→ Supplied passage
[Start of Attachment]

You own the brand, not the sales channel
Part 6 of 7 in our Ag Challenger series.
It’s a harsh dose of reality as you build a customer-centric brand, but you might not be able to influence the most influential waypoint on the buying journey, the point of sale.
This isn’t a situation unique to agriculture, but it is compounded in the agriculture sector by the reliance of many manufacturers on retailers to differentiate products and build demand. Yet the front-line sales person in the retail store is often somewhat or totally beyond our reach, motivated by corporate edicts, sales margins, internal sales competitions, a tidal wave of product information and their own personal preferences. In most situations, we need to rely on customer “pull” (or in an ideal world, customer loyalty, a notion I discussed in my previous post) rather than retail “push” to drive brand demand.
Because of the face-to-face nature of their relationship, the customer-retailer bond is often a strong one.
Because of the face-to-face nature of their relationship, the customer-retailer bond is often a strong one. And, frankly, most retailers work hard to build relationships with their customers. After all, retailers rely on customers who return year after year to make what are typically high-value, high-volume purchases in order to keep their businesses running.
A consequence of this trust-building is that retailers tend to be the product marketer’s best friend, or worst enemy. They are best friends when the retailer’s customer knowledge helps a well-designed brand experience connect to the right customer. They are worst enemies when a narrowly conceived product “position” doesn’t address the farmer’s real problem, so the retailer ignores the product entirely.
How often have we seen a crop protection company position its product as being the “only” product to control a particular weed or disease, yet it’s a problem that farmers may not have known they even had? (Compare this to a chance meeting I had with a very large-scale farmer recently who based his grass weed control decision on needing a product that “the hired man can’t screw up.”)

[End of Attachment]

→ What you have to do
Rewrite everything in the article on brands and sales channels from "It’s a harsh" down to "drive brand demand.", putting "dealers" in place of "retailers". The items after this point have no connection to the article.

→ Listed entries
[Start of Attachment]

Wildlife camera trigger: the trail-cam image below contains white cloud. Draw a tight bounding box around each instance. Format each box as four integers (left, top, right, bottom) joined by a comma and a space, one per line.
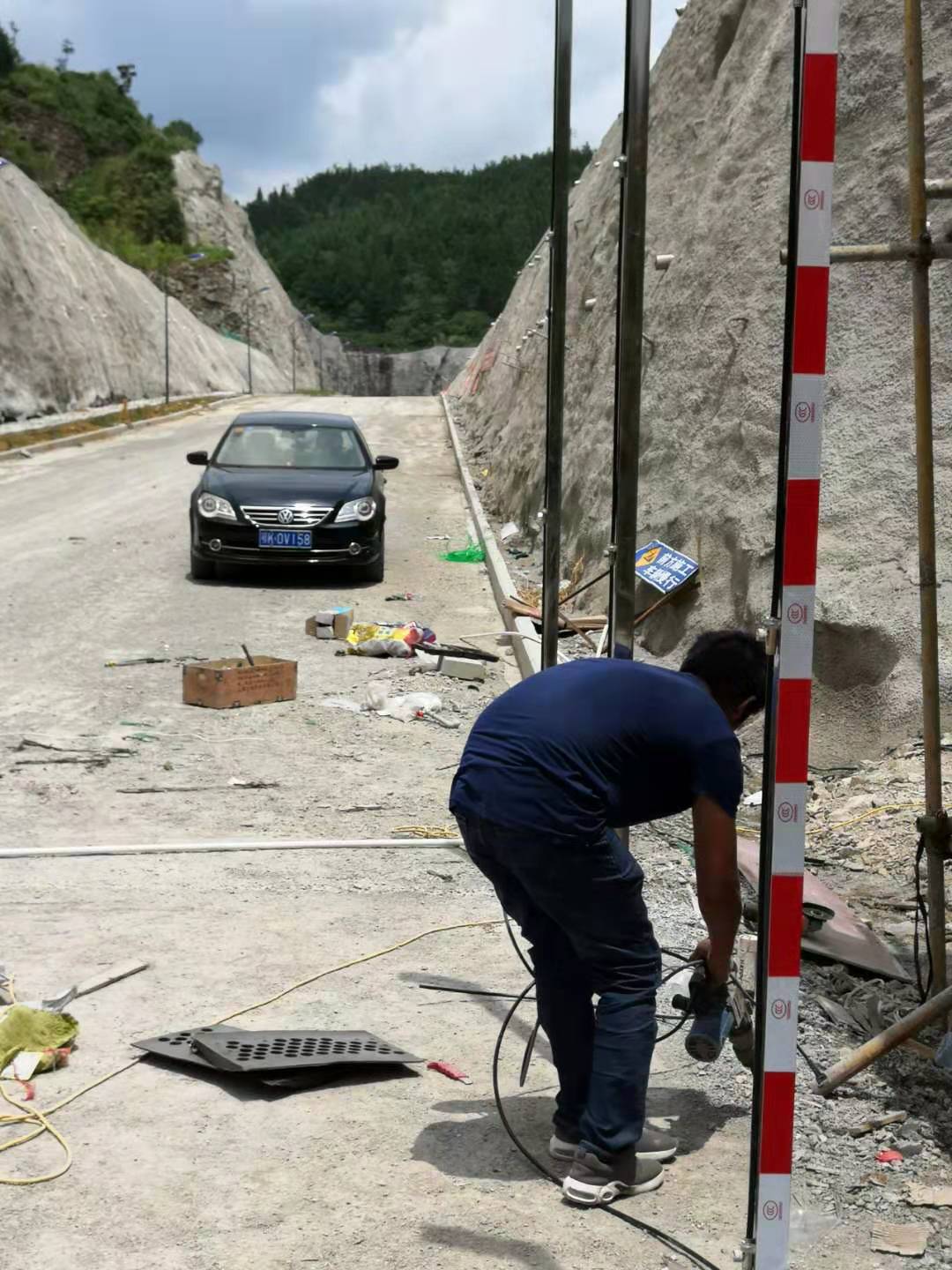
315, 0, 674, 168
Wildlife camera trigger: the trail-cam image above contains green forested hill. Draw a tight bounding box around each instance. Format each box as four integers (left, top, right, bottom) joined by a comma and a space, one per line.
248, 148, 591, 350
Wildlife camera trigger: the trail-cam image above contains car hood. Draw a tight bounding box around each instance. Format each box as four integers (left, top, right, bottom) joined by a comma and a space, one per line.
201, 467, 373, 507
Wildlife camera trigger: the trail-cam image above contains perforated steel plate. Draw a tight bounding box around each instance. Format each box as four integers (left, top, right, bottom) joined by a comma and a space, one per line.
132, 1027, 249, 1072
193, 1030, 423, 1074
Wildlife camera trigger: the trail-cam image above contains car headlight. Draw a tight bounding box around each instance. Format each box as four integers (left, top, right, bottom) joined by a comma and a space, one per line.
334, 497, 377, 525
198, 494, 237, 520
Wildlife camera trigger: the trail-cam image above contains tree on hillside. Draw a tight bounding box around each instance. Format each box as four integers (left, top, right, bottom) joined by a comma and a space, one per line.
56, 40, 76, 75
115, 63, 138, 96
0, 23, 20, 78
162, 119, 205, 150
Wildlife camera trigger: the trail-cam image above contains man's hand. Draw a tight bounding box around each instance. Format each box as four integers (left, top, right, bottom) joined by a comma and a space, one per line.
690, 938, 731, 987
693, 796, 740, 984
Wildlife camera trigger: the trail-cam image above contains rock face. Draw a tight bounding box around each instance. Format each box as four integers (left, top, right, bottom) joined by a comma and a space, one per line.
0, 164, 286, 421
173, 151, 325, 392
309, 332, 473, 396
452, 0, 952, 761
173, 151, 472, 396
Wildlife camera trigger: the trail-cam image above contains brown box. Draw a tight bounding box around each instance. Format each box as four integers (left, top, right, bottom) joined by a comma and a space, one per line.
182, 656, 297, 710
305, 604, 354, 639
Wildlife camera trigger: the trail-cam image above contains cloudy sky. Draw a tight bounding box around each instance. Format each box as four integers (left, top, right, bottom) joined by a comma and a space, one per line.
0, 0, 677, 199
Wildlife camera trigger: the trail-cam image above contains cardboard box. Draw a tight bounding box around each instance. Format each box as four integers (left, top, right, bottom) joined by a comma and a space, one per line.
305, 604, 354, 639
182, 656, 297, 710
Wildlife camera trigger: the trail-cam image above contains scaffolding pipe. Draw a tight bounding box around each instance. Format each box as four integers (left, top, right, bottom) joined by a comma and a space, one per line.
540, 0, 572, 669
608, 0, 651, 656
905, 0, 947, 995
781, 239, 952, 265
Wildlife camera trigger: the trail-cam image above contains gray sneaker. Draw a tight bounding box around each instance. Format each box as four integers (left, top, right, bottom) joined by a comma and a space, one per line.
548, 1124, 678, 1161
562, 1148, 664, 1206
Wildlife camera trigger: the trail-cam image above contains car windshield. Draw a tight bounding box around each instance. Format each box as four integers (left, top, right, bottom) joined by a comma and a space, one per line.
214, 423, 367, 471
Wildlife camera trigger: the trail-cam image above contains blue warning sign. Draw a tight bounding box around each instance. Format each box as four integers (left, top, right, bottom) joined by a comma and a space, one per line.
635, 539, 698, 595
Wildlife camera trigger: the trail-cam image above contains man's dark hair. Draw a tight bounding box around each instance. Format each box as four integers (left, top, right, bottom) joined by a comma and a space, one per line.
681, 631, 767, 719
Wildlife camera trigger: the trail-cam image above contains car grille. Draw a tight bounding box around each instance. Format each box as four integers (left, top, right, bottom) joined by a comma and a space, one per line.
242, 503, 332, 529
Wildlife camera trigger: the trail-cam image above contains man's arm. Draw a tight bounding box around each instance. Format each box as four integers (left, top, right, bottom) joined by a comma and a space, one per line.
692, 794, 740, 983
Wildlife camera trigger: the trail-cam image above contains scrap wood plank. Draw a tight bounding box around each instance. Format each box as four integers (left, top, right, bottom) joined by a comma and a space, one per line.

[End of Attachment]

→ Task result
It’s a harsh dose of reality as you build a customer-centric brand, but you might not be able to influence the most influential waypoint on the buying journey, the point of sale.
This isn’t a situation unique to agriculture, but it is compounded in the agriculture sector by the reliance of many manufacturers on dealers to differentiate products and build demand. Yet the front-line sales person in the retail store is often somewhat or totally beyond our reach, motivated by corporate edicts, sales margins, internal sales competitions, a tidal wave of product information and their own personal preferences. In most situations, we need to rely on customer “pull” (or in an ideal world, customer loyalty, a notion I discussed in my previous post) rather than retail “push” to drive brand demand.